### The request
Can you reproduce only the part of the data that opens with the line containing "Please drop a marker on every instance of the tarpaulin" and closes with the line containing "<point>248,189</point>", renaming "tarpaulin truck cover" to "canvas truck cover" and leaving everything else unchanged?

### Listed records
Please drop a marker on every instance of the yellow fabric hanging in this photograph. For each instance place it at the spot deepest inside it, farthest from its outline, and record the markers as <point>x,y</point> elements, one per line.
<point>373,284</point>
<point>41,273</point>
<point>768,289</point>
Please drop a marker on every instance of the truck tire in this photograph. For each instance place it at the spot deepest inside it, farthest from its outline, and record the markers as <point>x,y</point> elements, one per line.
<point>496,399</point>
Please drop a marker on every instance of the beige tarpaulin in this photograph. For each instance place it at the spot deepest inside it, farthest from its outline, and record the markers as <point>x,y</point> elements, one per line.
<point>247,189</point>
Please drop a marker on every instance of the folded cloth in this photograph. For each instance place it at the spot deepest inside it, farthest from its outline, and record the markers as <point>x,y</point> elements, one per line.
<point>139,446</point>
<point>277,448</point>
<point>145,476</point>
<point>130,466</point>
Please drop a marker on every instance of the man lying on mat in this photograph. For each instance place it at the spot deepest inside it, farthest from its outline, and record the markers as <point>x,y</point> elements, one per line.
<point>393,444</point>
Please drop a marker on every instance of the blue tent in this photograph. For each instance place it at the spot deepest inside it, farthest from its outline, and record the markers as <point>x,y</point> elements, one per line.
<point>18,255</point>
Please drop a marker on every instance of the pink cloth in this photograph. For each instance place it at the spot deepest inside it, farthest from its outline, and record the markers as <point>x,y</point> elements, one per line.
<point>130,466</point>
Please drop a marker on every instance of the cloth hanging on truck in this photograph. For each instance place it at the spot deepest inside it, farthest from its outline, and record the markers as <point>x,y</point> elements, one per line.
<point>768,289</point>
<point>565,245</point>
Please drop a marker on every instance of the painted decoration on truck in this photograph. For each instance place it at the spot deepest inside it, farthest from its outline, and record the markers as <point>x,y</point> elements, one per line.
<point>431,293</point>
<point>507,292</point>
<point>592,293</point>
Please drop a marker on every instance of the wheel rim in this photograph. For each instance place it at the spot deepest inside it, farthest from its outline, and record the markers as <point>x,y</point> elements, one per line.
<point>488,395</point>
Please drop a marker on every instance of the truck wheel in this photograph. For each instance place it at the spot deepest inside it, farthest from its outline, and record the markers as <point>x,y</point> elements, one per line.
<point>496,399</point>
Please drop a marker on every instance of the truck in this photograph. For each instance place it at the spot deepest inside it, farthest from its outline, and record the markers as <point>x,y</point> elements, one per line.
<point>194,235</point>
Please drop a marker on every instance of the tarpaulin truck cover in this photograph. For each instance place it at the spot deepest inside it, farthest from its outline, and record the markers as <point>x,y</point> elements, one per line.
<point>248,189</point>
==
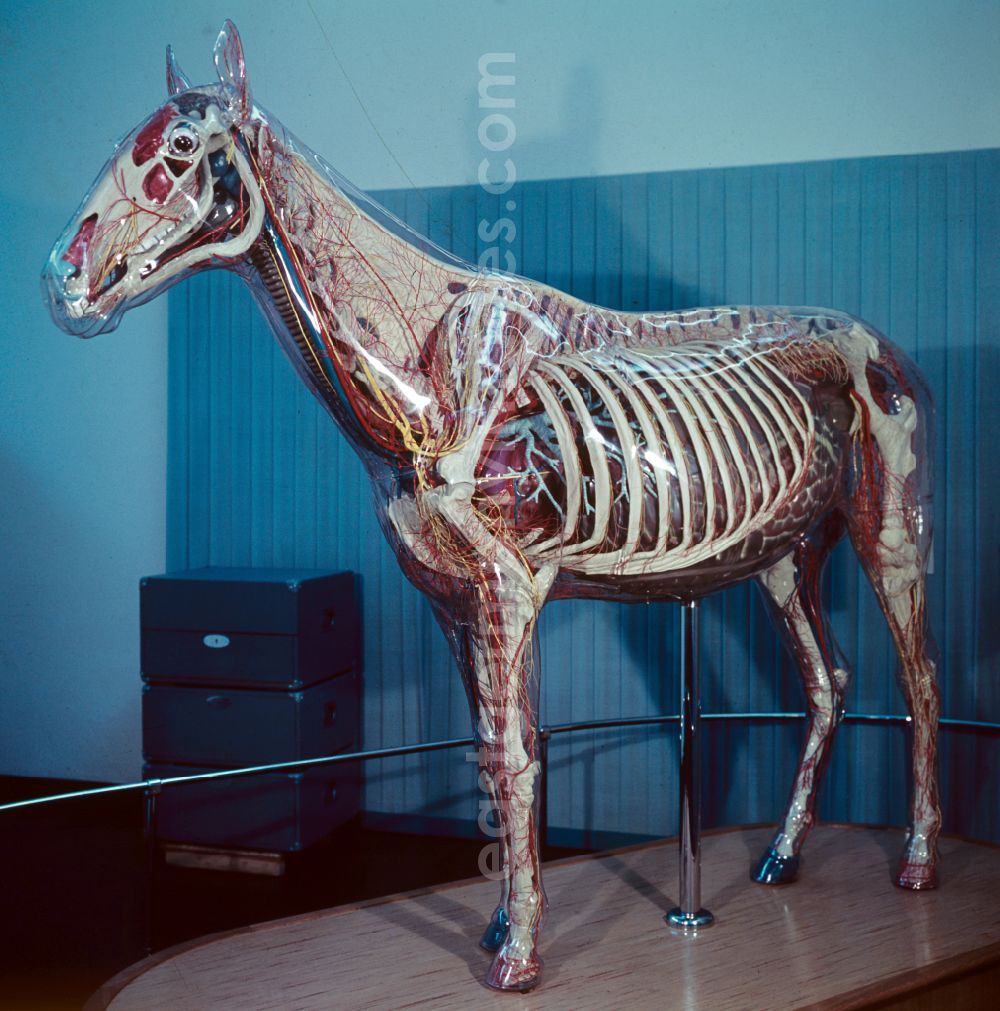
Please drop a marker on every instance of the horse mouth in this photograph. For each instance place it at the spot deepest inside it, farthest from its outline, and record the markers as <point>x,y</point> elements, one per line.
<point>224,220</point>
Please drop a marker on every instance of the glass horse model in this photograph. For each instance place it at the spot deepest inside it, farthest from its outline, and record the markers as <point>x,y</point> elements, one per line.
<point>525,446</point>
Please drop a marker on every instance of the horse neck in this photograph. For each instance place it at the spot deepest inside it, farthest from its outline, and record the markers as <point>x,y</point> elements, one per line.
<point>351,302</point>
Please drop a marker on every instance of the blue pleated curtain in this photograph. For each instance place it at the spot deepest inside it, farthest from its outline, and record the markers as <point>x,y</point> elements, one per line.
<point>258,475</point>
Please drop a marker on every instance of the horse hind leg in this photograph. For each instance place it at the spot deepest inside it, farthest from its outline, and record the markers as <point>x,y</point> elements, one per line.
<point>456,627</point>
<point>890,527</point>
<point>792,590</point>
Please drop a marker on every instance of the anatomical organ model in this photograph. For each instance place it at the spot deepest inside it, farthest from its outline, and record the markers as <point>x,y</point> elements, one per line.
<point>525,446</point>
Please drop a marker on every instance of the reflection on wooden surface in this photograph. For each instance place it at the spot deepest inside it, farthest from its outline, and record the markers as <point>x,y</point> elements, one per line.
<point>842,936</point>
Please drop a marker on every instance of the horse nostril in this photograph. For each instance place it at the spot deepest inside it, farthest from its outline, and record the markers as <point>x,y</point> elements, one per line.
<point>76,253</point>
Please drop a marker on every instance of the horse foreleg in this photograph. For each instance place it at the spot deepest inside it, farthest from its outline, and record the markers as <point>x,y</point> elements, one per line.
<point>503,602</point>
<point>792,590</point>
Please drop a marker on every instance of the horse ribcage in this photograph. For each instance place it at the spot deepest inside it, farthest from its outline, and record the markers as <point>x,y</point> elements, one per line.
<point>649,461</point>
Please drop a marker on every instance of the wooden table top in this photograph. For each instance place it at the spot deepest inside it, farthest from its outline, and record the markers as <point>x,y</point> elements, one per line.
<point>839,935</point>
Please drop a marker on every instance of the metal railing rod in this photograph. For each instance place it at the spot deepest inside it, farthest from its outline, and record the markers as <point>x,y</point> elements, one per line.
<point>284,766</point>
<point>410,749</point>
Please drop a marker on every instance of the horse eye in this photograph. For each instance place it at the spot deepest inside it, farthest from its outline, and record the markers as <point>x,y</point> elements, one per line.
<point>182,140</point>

### Correct answer
Please drop a marker on every instance of the canvas truck cover in this photograph. For each instance place it at the spot deepest inside it, farthest from its outline, and record the markers as <point>x,y</point> elements, one per line.
<point>248,189</point>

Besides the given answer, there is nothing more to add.